==== EXCERPT PROVIDED
That’s no exaggeration. Within the next few decades, the global population will grow by nearly two billion. Although the world produces a tremendous amount of food today, it’s nowhere near enough to feed everyone. By 2050, caloric demand will increase by 70 percent and crop demand for human consumption and animal feed will double according to the World Resource Institute. The problem isn’t just that we need more food. This food must be produced in the context of formidable resource constraints, providing better nutrition for more people in the face of rapid environmental change while also cutting back our overuse of natural resources, ecosystems and the climate.
Consider, for instance, that crops require irrigation, and that more crops will require even more water – water we do not have. By 2030, an estimated 40 percent of water demand is unlikely to be met. On top of that, one out of every five acres of arable land is already degraded.
Food and agribusiness comprise a $5 trillion industry that accounts for 10 percent of global consumer spending, 40 percent of employment and 30 percent of greenhouse-gas emissions. This massive industry does not change easily, but change – transformative innovation – is precisely what’s needed.
========
» **EXERCISE TASKS**
1/ Repeat the passage on global food supply from "That’s no exaggeration." to "and the climate.".
2/ In the passage on global food supply, what share of water demand is unlikely to be met by 2030?
3/ How would you translate this sentence from the passage on global food supply into Spanish: "On top of that, one out of every five acres of arable land is already degraded."
The listing that comes next is separate material with no connection to the passage on global food supply.
==== STUDY MATERIAL
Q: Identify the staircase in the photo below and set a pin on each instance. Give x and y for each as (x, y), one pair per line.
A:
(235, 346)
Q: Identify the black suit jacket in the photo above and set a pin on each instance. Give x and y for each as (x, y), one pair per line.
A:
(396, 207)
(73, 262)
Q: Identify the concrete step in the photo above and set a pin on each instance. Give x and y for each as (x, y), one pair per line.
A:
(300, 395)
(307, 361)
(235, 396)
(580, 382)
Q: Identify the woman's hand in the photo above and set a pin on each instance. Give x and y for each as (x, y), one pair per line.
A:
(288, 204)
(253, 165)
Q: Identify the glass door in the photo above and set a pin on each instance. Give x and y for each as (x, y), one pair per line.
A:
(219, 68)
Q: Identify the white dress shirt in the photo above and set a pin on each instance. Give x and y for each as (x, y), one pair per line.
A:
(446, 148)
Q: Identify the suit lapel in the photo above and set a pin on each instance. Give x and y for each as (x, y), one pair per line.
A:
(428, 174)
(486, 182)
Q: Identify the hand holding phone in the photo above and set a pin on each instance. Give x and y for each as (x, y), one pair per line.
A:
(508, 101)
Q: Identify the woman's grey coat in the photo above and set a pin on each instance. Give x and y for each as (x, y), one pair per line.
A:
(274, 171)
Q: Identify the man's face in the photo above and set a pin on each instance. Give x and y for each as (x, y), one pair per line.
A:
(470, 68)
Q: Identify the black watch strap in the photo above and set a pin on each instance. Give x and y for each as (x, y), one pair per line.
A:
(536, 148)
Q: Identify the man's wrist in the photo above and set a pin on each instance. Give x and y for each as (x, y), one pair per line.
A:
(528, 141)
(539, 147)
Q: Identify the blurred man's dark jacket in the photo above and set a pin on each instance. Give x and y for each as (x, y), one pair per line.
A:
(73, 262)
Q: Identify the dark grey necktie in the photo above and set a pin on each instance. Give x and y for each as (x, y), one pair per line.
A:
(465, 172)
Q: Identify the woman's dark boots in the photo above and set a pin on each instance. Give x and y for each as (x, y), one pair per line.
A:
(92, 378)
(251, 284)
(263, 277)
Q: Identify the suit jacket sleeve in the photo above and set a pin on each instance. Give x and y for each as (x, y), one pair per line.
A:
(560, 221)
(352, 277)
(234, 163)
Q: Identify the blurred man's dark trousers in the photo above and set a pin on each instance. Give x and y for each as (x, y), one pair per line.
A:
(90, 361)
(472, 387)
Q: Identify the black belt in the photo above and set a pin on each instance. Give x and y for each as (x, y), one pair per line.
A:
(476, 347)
========
» **SOLUTIONS TO THE PROBLEMS**
1/
That’s no exaggeration. Within the next few decades, the global population will grow by nearly two billion. Although the world produces a tremendous amount of food today, it’s nowhere near enough to feed everyone. By 2050, caloric demand will increase by 70 percent and crop demand for human consumption and animal feed will double according to the World Resource Institute. The problem isn’t just that we need more food. This food must be produced in the context of formidable resource constraints, providing better nutrition for more people in the face of rapid environmental change while also cutting back our overuse of natural resources, ecosystems and the climate.

2/ An estimated 40 percent.

3/ Además, uno de cada cinco acres de tierra cultivable ya está degradado.